SET TASK:
Here are some records; return them all exactly.

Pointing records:

==================================================

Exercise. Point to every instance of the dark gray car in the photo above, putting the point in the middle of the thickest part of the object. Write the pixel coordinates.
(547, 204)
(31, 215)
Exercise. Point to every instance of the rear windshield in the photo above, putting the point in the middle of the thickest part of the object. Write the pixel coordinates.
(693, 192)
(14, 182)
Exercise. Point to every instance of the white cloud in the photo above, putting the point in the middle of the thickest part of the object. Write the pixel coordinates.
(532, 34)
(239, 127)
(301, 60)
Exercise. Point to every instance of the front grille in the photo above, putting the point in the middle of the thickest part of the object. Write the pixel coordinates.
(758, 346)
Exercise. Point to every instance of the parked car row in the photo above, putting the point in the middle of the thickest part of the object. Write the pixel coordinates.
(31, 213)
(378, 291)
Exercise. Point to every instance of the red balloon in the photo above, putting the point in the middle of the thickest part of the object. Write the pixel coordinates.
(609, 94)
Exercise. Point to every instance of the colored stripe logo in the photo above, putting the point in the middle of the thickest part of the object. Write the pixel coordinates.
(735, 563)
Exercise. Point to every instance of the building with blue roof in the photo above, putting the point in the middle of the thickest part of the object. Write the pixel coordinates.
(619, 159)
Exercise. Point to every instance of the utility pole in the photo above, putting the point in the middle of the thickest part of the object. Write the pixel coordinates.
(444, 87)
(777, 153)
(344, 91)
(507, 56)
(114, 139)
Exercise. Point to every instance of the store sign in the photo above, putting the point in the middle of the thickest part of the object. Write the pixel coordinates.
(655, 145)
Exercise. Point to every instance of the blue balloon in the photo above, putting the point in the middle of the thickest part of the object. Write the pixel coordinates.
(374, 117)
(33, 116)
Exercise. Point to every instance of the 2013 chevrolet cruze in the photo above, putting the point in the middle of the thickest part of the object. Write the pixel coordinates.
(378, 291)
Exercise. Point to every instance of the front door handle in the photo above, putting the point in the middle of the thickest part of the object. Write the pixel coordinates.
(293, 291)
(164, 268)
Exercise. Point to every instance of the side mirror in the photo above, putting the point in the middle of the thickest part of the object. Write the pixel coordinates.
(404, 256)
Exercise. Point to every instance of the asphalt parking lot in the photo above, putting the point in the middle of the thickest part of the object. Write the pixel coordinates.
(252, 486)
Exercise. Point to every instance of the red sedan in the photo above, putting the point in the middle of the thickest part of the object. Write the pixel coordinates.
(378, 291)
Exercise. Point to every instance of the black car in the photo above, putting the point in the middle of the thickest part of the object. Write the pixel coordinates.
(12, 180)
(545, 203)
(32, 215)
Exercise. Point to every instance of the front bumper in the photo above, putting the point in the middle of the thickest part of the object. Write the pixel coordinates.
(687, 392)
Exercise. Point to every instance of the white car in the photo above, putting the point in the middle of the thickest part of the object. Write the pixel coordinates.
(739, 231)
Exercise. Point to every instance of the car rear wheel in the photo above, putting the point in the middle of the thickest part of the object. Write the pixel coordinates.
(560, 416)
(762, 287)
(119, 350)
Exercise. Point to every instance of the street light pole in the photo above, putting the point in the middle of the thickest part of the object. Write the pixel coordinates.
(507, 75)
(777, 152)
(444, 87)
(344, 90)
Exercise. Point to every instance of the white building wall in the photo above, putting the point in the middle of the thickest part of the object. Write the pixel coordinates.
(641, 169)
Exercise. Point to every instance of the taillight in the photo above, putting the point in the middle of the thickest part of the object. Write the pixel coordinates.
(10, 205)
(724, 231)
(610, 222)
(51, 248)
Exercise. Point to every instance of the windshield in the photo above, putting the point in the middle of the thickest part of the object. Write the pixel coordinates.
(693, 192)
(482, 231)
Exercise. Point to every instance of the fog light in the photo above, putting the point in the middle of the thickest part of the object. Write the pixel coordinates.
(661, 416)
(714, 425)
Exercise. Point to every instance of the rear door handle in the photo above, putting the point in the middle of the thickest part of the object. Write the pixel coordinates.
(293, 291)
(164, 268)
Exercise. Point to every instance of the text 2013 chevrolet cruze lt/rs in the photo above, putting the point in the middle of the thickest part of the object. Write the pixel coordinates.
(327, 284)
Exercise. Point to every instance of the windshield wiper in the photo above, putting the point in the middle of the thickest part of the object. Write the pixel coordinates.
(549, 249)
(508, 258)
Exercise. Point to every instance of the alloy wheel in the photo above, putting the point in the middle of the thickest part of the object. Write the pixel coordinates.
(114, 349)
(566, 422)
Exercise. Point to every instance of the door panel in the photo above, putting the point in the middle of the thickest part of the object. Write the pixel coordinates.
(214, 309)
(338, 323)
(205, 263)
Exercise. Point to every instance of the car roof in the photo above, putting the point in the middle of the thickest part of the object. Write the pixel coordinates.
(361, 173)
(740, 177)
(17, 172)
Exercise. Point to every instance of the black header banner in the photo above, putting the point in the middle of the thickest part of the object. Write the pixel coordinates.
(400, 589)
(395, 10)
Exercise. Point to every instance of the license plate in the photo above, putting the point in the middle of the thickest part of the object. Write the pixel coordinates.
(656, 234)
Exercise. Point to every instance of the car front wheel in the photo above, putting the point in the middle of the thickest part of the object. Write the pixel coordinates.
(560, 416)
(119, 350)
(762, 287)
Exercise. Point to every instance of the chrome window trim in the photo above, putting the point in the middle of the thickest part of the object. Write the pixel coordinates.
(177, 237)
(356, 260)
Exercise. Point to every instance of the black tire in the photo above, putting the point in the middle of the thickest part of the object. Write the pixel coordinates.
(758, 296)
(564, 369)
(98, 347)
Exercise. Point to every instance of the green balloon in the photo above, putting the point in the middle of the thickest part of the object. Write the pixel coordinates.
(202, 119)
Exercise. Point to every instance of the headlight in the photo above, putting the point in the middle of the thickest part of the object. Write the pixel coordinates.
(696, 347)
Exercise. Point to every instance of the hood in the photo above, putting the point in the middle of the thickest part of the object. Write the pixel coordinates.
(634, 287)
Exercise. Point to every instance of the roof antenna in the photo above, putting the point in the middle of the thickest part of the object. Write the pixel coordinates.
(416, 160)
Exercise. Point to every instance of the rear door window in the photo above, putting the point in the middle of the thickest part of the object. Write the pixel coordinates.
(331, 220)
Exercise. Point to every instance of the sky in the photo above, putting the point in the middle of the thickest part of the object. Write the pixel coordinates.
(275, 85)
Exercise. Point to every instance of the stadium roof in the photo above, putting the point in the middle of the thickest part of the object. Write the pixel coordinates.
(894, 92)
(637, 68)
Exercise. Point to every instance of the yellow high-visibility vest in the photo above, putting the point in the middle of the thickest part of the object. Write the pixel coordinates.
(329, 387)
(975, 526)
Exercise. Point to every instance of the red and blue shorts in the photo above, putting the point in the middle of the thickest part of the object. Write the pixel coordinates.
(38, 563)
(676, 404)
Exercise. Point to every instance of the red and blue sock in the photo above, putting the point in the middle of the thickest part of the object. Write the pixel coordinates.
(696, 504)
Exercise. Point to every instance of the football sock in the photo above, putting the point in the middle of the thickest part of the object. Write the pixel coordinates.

==================================================

THE ANSWER:
Exercise. Point to every instance of the dark gray car in the photo above, putting the point in the middle of the thickest part of the object. Write the pixel coordinates.
(547, 204)
(31, 215)
Exercise. Point to every instance of the rear windshield in the photo above, putting the point in the middle of the thickest part of the object. Write the pixel coordinates.
(693, 192)
(14, 182)
Exercise. Point to every instance of the white cloud in the photo above, putting the point in the middle of the thickest part of the object. Write the pixel coordinates.
(532, 34)
(239, 127)
(301, 60)
Exercise. Point to every instance of the front grille in the photo above, putting the point in the middle of the thickest part of the object. Write the pixel coordinates.
(758, 346)
Exercise. Point to every instance of the parked car row in the photo above, putting the point in the middle of the thickest part of the object. Write the pixel coordinates.
(31, 213)
(378, 291)
Exercise. Point to every instance of the red balloon in the photo above, putting the point in the middle of the thickest part of the object. Write the pixel coordinates.
(609, 94)
Exercise. Point to every instance of the colored stripe logo in the photo above, putting the point in the middle of the thickest part of the object. Write the pixel coordinates.
(735, 563)
Exercise. Point to every instance of the building with blue roof in the photo above, putting the point in the middle of the thickest part of the object. Write the pixel coordinates.
(619, 159)
Exercise. Point to every instance of the utility pole in the photo above, putting the point in the middle of the thickest part of the object. Write the pixel coordinates.
(444, 87)
(777, 153)
(344, 91)
(507, 56)
(114, 139)
Exercise. Point to every instance of the store sign in the photo above, putting the point in the middle of the thickest part of the object. Write the pixel coordinates.
(655, 145)
Exercise. Point to every instance of the blue balloon in the photo above, putting the point in the middle of the thickest part of the object. Write the pixel coordinates.
(374, 117)
(33, 116)
Exercise. Point to every instance of the 2013 chevrolet cruze in the photo above, putting the point in the middle of the thickest part of the object. Write the pixel coordinates.
(378, 291)
Exercise. Point to every instance of the front door handle in the photo above, putting the point in the middle of the thickest part of the object. Write the pixel coordinates.
(293, 291)
(164, 268)
Exercise. Point to every instance of the side mirror in the photo above, putting the point in the middle of the thickest part of the object. Write the pixel coordinates.
(404, 256)
Exercise. Point to every instance of the asphalt parking lot in the photo above, putting the point in the middle of the thickest part of the object. Write the pixel coordinates.
(252, 486)
Exercise. Point to every instance of the red sedan in the photo above, putting the point in the middle of the thickest part of the object. Write the pixel coordinates.
(378, 291)
Exercise. Point to every instance of the black car in the photo above, putting the point in the middle of the thickest part of the object. Write the pixel coordinates.
(12, 180)
(545, 203)
(32, 215)
Exercise. Point to every instance of the front bumper in the photo above, putting the point in the middle of the thickest part of the object. Write the pixel coordinates.
(687, 392)
Exercise. Point to every instance of the white car in the photo above, putting the point in the middle of the thickest part of the object. Write the pixel coordinates.
(739, 231)
Exercise. Point to every instance of the car rear wheel in the photo above, putting the point in the middle of the thickest part of the object. Write the pixel coordinates.
(560, 416)
(762, 287)
(119, 350)
Exercise. Point to every instance of the street light pole in the photo above, putting the point in the middle of the thickest part of the object. Write the pixel coordinates.
(507, 75)
(777, 152)
(444, 87)
(344, 90)
Exercise. Point to every instance of the white building wall in the photo above, putting the point in the middle of the thickest part of the object. Write the pixel coordinates.
(641, 169)
Exercise. Point to every instance of the taillight in the photo above, putting the point in the middle of the thickest part of the object. Write the pixel coordinates.
(10, 205)
(724, 231)
(610, 222)
(51, 248)
Exercise. Point to every instance of the windshield in the photo above, putting the point in the middle of the thickest part of the object. Write the pixel coordinates.
(693, 192)
(482, 231)
Exercise. Point to every instance of the fog light in the photo above, putting the point in the middle of the thickest part of the object. Write the pixel coordinates.
(661, 416)
(714, 425)
Exercise. Point to every instance of the rear door handle in the photo above, putting the point in the middle of the thickest part of the object. Write the pixel coordinates.
(293, 291)
(164, 268)
Exercise. Point to every instance of the text 2013 chevrolet cruze lt/rs in the photo above, putting the point in the middle of the thickest part of the object. Write the pixel coordinates.
(327, 284)
Exercise. Point to every instance of the windshield wiper in the photo above, putting the point in the middle of the thickest part of the object. Write the pixel coordinates.
(549, 249)
(508, 258)
Exercise. Point to every instance of the alloy wheel in the photo above, putting the point in the middle of the thickest part of the object. Write the pixel coordinates.
(114, 349)
(566, 422)
Exercise. Point to every instance of the door panel in the photo above, putting the point in the middle of the thickest part of the object. Write the pixel coordinates.
(214, 309)
(338, 323)
(205, 263)
Exercise. Point to every instance of the car roof in the photo above, putting the point in the middle of the thickest part of the object. Write the pixel coordinates.
(361, 173)
(740, 177)
(17, 172)
Exercise. Point to every instance of the black header banner in the photo above, putting the point in the middle of the thickest part of the object. Write the pixel coordinates.
(400, 589)
(395, 10)
Exercise. Point to every instance of the license plate in the photo above, putting the point in the middle of the thickest part of the object. Write the pixel coordinates.
(656, 234)
Exercise. Point to every instance of the car front wheel in the photo above, putting the point in the middle of the thickest part of the object. Write the pixel coordinates.
(560, 416)
(119, 350)
(762, 287)
Exercise. Point to every instance of the chrome window trim in the photo above, putting the point in the middle of the thickest part of the object. Write the pixel coordinates.
(177, 237)
(356, 260)
Exercise. Point to every instance of the black tire in the photo above, putting the point in the middle of the thickest part of the object. Write the pixel coordinates.
(758, 296)
(564, 369)
(98, 347)
Exercise. Point to every instance of the green balloon in the photo above, putting the point in the middle of the thickest part of the object. Write the pixel coordinates.
(202, 119)
Exercise. Point to every instance of the headlight in the photo above, putting the point in the middle of the thickest part of the object. Write the pixel coordinates.
(696, 347)
Exercise. Point to every instance of the hood in the photo above, putting the point in the middle of the thickest part of the object. Write the pixel coordinates.
(634, 287)
Exercise. Point to every instance of the roof antenna in the photo above, putting the point in the middle of the thickest part of the object. Write the pixel coordinates.
(416, 160)
Exercise. Point to every instance of the rear door window in the photo above, putting the point in the middle of the thickest part of the object. Write the pixel coordinates.
(331, 220)
Exercise. Point to every instance of the sky in the photo above, putting the point in the middle of the thickest part of the object. Write the pixel coordinates.
(275, 85)
Exercise. Point to every instance of the stadium roof in the photo above, putting the point in the middle of the thickest part of the object. Write the pixel coordinates.
(894, 92)
(637, 68)
Exercise. Point to every instance of the yellow high-visibility vest in the photo above, putting the point in the middle of the thickest part of the object. Write the pixel coordinates.
(329, 387)
(975, 526)
Exercise. Point to every instance of the red and blue shorts in the photo above, putting the point in the middle of the thickest part of the object. Write the pixel coordinates.
(38, 563)
(676, 404)
Exercise. Point to every instance of the red and blue sock in the photo above, putting the point in the middle of the thickest part of the object. Write the pixel coordinates.
(696, 504)
Exercise. Point to every instance of the football sock in the photo above, putting the point in the middle of the thickest part of the object. Write the pixel coordinates.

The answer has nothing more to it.